» PROBLEM REQUIREMENTS: Rewrite the material with every "white shirt" replaced by "blue jacket" and nothing else altered, omitting the pictures.
— Start of SUPPLIED RECORDS —
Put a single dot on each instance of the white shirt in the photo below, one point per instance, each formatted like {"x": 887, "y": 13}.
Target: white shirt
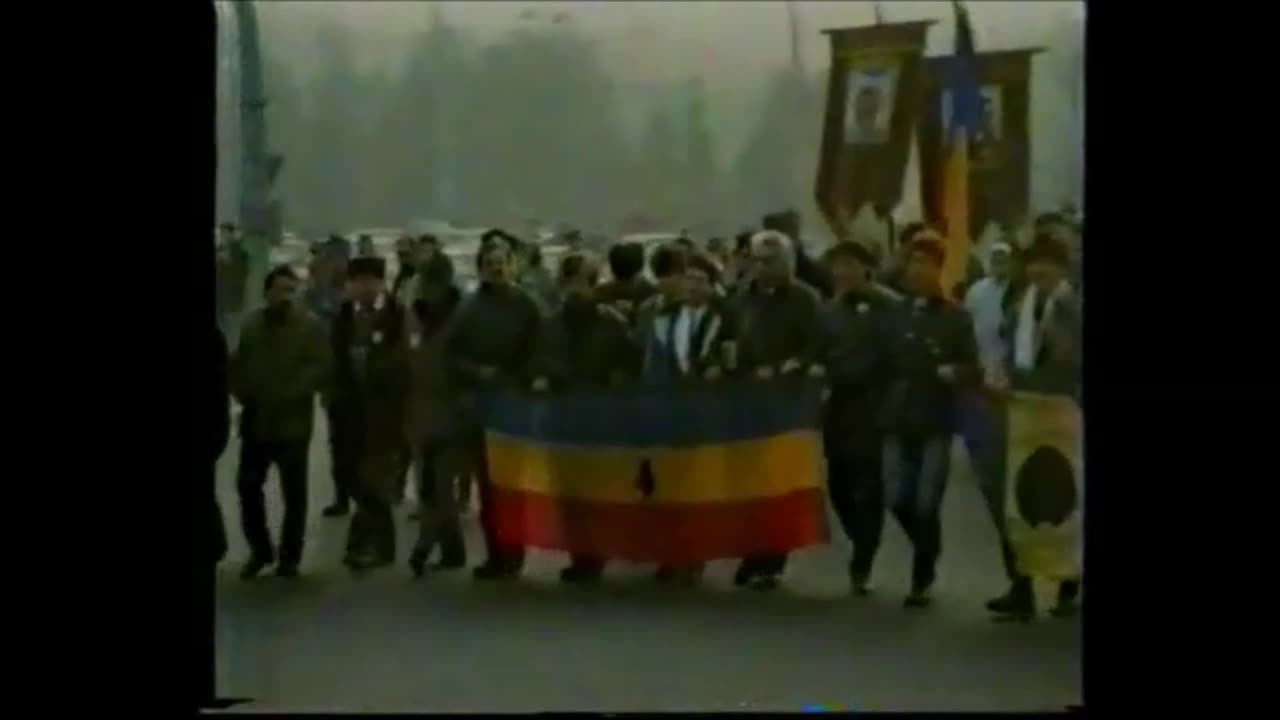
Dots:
{"x": 686, "y": 323}
{"x": 983, "y": 302}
— End of SUPPLIED RECORDS —
» FULL RESPONSE:
Put a single dot on each instance of the blue jacket in the photo below, one point per instance, each formatted like {"x": 887, "y": 13}.
Target: blue jacket
Dots:
{"x": 686, "y": 323}
{"x": 983, "y": 302}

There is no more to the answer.